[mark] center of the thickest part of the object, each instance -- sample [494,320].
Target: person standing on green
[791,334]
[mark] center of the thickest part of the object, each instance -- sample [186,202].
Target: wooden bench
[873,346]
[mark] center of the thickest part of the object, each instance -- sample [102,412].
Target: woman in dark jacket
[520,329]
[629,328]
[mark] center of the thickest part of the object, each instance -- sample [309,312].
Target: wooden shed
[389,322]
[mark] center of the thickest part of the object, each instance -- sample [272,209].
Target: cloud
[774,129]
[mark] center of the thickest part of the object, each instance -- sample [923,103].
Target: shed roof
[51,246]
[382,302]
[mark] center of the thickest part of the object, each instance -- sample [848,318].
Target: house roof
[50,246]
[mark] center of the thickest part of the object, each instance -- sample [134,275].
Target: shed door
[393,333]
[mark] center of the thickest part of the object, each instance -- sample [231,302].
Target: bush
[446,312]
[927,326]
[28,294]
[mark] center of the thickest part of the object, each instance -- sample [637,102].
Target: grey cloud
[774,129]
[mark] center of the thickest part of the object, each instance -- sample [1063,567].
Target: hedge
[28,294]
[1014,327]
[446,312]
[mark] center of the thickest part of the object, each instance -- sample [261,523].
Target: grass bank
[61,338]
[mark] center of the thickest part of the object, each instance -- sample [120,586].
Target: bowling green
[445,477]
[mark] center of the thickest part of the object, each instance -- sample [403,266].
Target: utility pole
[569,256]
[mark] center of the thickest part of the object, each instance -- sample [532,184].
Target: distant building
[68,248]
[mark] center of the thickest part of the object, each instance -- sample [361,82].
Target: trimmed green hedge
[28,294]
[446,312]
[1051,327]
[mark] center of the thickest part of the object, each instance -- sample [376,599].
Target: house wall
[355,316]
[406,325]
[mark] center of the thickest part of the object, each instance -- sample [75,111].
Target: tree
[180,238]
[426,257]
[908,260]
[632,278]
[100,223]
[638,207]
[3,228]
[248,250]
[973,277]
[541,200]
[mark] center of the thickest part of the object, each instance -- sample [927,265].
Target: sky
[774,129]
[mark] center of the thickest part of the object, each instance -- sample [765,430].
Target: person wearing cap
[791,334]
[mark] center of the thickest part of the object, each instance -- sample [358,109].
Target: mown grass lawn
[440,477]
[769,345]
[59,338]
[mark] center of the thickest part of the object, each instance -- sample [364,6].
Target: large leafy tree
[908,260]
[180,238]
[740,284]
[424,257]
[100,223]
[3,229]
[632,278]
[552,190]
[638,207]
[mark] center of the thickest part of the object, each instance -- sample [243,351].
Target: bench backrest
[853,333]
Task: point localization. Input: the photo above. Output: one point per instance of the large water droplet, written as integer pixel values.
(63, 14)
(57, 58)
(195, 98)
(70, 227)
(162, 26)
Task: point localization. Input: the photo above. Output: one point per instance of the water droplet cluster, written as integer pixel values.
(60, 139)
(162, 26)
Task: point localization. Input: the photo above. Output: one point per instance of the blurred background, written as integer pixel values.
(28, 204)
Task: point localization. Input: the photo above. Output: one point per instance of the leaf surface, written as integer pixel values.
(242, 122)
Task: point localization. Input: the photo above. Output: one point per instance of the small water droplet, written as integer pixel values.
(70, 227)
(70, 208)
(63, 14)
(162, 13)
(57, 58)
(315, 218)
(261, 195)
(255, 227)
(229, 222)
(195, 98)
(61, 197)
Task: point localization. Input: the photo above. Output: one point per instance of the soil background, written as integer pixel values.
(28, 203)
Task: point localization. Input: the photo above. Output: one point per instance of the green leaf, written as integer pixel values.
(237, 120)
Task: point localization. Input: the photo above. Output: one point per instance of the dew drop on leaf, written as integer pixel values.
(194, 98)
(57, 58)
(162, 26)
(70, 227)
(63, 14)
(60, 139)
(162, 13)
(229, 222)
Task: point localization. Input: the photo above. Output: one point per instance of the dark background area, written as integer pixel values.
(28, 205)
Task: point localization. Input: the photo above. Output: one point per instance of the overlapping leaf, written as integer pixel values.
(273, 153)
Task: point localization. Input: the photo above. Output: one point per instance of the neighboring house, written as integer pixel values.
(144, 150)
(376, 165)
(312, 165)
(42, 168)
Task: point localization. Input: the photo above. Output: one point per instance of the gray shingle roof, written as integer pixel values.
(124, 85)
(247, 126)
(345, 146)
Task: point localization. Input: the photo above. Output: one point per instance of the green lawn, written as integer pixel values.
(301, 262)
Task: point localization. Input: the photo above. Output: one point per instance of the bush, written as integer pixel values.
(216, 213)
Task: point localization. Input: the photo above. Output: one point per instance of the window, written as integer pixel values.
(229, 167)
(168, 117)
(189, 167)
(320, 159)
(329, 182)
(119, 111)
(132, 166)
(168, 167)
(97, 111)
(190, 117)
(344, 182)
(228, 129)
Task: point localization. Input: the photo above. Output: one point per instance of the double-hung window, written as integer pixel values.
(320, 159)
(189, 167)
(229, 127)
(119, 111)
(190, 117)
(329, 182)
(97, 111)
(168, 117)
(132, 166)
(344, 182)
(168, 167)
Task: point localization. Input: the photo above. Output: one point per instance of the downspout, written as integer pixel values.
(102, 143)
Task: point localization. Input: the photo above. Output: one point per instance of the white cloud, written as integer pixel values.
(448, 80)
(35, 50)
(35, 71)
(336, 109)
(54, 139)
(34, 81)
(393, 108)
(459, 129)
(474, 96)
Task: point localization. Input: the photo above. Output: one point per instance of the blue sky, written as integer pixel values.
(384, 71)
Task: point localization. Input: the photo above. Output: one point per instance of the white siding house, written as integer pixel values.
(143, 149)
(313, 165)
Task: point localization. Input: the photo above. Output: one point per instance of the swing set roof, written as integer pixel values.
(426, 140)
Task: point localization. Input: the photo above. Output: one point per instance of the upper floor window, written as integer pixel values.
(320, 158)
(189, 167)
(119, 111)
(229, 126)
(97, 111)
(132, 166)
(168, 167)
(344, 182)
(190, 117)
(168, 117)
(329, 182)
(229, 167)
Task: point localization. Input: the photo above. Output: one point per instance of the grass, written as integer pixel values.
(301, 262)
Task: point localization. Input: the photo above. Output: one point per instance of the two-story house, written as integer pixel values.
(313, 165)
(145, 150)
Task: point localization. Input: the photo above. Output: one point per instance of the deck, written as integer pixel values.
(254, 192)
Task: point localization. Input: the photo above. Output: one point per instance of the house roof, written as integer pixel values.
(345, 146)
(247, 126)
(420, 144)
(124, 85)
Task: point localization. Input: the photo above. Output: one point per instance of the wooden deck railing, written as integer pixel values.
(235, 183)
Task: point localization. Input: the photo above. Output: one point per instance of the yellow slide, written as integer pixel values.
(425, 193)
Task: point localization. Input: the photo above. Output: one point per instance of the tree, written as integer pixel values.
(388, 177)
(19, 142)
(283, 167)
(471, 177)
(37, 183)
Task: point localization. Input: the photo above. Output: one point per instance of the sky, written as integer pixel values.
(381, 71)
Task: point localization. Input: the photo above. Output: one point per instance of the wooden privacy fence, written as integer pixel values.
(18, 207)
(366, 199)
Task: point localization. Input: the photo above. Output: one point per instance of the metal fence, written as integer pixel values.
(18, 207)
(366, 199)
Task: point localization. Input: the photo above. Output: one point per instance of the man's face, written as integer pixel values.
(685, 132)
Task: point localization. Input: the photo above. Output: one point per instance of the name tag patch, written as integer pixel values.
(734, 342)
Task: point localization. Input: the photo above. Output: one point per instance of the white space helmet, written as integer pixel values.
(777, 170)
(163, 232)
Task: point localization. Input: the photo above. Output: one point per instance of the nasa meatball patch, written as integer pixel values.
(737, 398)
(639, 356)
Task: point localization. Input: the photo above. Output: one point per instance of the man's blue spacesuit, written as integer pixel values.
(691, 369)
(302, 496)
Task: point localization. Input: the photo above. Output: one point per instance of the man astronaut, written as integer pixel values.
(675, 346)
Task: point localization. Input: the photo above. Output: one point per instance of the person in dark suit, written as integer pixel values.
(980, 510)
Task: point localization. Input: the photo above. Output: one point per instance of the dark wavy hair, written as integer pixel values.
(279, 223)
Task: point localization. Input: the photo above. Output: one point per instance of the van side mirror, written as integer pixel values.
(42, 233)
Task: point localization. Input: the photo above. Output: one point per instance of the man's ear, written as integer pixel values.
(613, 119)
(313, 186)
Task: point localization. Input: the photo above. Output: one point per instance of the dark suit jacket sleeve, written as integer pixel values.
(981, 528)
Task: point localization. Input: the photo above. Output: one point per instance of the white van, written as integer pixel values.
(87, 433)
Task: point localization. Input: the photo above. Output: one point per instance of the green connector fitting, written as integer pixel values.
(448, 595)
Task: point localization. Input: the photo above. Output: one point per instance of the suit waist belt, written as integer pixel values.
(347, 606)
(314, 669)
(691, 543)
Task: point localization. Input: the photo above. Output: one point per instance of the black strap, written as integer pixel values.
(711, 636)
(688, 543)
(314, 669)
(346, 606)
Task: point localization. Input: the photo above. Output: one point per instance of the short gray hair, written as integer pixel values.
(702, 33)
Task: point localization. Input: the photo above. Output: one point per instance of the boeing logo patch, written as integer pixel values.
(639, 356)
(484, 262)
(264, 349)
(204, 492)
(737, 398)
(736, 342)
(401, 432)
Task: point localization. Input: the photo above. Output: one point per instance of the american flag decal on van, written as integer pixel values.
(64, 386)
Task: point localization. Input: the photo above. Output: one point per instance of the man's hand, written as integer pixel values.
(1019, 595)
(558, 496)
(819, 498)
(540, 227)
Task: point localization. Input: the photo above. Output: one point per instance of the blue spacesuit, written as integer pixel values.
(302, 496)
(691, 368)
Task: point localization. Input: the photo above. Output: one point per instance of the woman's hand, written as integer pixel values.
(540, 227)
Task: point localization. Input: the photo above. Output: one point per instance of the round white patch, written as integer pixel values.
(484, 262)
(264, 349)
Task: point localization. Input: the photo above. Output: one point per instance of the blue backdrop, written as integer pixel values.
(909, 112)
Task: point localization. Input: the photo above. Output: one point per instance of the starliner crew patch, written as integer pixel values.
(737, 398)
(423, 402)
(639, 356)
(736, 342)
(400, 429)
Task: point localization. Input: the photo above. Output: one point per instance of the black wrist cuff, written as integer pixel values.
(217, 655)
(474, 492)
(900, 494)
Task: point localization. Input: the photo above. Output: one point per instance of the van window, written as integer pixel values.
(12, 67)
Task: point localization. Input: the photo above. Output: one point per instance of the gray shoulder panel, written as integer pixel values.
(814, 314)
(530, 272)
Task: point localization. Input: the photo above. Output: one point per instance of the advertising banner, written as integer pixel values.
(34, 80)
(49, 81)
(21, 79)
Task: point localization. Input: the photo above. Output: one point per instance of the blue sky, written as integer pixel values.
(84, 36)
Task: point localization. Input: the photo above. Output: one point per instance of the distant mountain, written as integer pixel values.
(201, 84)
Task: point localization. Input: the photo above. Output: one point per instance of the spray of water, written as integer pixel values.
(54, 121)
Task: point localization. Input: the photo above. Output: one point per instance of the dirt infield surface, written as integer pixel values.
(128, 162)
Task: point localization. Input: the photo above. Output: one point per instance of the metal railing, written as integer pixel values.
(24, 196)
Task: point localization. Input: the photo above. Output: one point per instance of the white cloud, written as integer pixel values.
----
→ **Do this**: Write out only the final block of lines, starting at the line with "panel, written as integer pixel values." and running to the end of the material.

→ **Answer below**:
Task: point localization. Input: the photo above. Output: one point per instance of the gray shoulder panel, written as integer pixel values.
(814, 314)
(530, 272)
Task: point localization. Input: the photo above. Output: one point per instance of the advertising banner, written as integer pixel values.
(34, 80)
(49, 81)
(21, 79)
Task: point localization. Input: the photo above. Output: one point per instance of the blue sky, written as integer pixel values.
(84, 36)
Task: point localization. Input: the photo above. Output: one point per instance of the distant mountain, written as integer pixel values.
(201, 84)
Task: point localization. Input: the photo above. Output: one point per instance of the spray of water, written as integer pixel values.
(54, 121)
Task: point localization. Input: the photo above. Output: one point per instance of the dirt infield surface, written as integer pixel values.
(128, 162)
Task: point localization. Input: the photo above. Output: one point per instance of the metal railing, written as integer pixel values.
(24, 196)
Task: point localization. Input: the photo above. Output: one point per instance of the white cloud, written as integer pixel values.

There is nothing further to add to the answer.